Locate every line in the following lines that contains the word "shadow" and copy each one. Matching is case-sensitive.

* BEGIN Task data *

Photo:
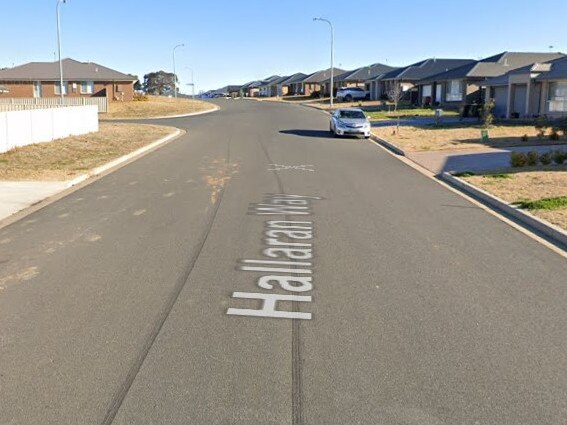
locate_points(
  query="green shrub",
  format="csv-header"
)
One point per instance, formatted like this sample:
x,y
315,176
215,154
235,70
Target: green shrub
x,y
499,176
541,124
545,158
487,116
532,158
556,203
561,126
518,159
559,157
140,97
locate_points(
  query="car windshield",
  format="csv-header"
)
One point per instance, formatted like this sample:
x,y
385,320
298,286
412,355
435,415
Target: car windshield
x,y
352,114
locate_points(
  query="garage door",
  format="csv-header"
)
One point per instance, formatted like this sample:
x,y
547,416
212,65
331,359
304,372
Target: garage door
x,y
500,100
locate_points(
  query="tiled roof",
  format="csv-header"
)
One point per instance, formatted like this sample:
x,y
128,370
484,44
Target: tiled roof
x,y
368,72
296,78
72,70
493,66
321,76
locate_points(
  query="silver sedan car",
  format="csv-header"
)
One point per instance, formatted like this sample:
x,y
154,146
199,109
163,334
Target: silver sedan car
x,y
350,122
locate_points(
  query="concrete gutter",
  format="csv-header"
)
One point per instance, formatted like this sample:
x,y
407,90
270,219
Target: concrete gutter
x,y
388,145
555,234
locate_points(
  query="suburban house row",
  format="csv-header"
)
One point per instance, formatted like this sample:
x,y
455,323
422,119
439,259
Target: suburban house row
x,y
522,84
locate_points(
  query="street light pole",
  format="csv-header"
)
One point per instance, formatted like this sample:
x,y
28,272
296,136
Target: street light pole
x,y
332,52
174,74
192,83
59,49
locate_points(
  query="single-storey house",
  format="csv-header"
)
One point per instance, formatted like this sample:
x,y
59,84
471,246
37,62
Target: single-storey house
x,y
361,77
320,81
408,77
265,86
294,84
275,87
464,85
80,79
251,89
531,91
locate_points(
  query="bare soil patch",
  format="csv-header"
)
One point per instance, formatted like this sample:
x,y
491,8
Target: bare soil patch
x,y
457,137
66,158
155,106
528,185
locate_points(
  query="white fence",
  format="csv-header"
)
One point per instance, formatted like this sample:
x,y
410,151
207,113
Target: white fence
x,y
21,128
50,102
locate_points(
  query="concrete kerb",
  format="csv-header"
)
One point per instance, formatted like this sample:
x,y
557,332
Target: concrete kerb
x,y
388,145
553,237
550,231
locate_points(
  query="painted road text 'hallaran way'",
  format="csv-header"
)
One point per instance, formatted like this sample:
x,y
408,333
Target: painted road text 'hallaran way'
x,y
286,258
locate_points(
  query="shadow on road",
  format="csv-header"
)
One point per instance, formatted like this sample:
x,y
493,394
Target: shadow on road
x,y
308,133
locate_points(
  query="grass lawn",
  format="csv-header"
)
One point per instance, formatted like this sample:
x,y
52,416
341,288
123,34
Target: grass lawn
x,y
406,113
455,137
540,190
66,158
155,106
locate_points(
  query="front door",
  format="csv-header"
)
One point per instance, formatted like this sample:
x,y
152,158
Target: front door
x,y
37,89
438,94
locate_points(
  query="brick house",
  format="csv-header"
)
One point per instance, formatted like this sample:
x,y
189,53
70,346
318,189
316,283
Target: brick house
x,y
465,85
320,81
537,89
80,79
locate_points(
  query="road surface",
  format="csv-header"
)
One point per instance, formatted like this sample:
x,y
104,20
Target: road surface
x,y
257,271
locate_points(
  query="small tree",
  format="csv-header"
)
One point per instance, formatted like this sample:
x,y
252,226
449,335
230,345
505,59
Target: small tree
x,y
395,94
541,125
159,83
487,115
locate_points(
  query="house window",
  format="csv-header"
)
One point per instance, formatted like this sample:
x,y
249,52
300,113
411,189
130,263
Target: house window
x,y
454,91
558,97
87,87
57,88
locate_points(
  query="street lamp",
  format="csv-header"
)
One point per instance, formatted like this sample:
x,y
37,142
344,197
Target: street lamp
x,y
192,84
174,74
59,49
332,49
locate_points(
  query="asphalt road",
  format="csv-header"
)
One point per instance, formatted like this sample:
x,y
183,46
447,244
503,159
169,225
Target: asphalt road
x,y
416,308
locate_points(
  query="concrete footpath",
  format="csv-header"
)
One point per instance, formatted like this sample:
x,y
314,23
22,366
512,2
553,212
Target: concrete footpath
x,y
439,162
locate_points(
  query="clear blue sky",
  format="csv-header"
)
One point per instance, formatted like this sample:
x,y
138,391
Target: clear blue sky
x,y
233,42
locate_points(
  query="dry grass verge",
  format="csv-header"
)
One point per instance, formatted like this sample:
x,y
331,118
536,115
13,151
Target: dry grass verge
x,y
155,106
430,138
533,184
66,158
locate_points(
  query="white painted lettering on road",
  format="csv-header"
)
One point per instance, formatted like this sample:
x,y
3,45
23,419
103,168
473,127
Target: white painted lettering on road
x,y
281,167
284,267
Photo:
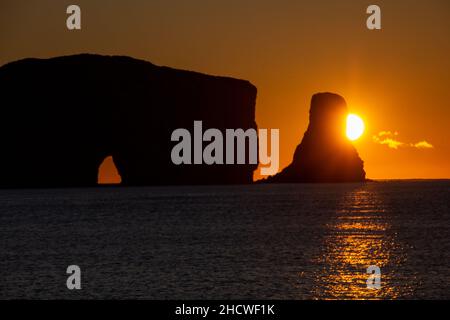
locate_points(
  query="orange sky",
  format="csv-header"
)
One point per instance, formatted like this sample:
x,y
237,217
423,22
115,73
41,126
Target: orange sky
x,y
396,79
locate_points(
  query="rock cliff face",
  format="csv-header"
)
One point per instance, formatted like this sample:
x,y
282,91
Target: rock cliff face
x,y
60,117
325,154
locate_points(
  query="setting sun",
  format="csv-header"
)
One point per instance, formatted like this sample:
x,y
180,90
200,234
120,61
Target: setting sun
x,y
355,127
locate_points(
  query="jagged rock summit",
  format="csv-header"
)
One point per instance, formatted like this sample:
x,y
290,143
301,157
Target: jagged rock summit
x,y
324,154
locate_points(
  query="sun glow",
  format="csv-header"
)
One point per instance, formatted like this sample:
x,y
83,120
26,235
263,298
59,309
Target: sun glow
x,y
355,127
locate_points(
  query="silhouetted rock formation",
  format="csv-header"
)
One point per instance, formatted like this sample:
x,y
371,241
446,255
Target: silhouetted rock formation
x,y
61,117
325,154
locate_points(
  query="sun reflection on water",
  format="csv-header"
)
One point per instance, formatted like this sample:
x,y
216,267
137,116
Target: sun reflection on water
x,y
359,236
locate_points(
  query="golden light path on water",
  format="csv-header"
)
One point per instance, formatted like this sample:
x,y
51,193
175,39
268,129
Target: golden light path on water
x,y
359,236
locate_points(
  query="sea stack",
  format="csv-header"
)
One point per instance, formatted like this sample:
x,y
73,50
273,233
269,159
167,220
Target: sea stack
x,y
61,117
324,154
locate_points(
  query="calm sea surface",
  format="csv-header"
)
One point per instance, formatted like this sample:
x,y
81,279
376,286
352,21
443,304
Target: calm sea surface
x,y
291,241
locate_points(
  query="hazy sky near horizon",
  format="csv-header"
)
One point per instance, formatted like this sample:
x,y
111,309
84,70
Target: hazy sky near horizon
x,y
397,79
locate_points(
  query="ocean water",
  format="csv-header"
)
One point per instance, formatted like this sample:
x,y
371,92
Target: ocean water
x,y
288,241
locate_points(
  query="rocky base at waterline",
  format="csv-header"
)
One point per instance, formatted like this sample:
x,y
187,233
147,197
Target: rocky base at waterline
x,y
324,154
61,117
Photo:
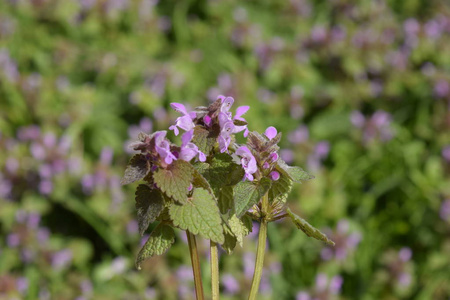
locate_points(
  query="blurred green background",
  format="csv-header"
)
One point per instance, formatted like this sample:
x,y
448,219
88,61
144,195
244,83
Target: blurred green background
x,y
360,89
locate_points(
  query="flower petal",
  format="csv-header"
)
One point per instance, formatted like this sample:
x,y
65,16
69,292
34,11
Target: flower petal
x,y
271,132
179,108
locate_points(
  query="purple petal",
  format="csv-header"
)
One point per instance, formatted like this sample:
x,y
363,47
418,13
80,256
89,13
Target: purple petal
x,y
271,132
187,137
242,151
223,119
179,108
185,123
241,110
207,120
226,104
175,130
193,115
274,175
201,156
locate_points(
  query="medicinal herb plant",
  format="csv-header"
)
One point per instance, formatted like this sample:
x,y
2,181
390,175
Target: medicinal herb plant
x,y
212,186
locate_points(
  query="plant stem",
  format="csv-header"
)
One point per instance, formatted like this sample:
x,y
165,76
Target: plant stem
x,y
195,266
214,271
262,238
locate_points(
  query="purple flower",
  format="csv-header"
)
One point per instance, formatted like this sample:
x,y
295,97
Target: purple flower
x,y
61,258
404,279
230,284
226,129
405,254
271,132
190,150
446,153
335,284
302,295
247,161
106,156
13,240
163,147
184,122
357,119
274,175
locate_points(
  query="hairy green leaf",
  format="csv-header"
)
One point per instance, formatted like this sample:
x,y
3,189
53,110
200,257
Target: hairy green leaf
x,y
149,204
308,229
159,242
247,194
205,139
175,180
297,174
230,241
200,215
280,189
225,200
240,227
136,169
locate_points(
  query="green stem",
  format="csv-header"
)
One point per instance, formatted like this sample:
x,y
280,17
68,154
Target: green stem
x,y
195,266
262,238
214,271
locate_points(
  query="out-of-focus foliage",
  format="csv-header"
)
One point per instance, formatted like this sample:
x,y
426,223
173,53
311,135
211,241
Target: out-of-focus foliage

* END Task data *

* [Result for this task]
  query="shadow on road",
Target: shadow on road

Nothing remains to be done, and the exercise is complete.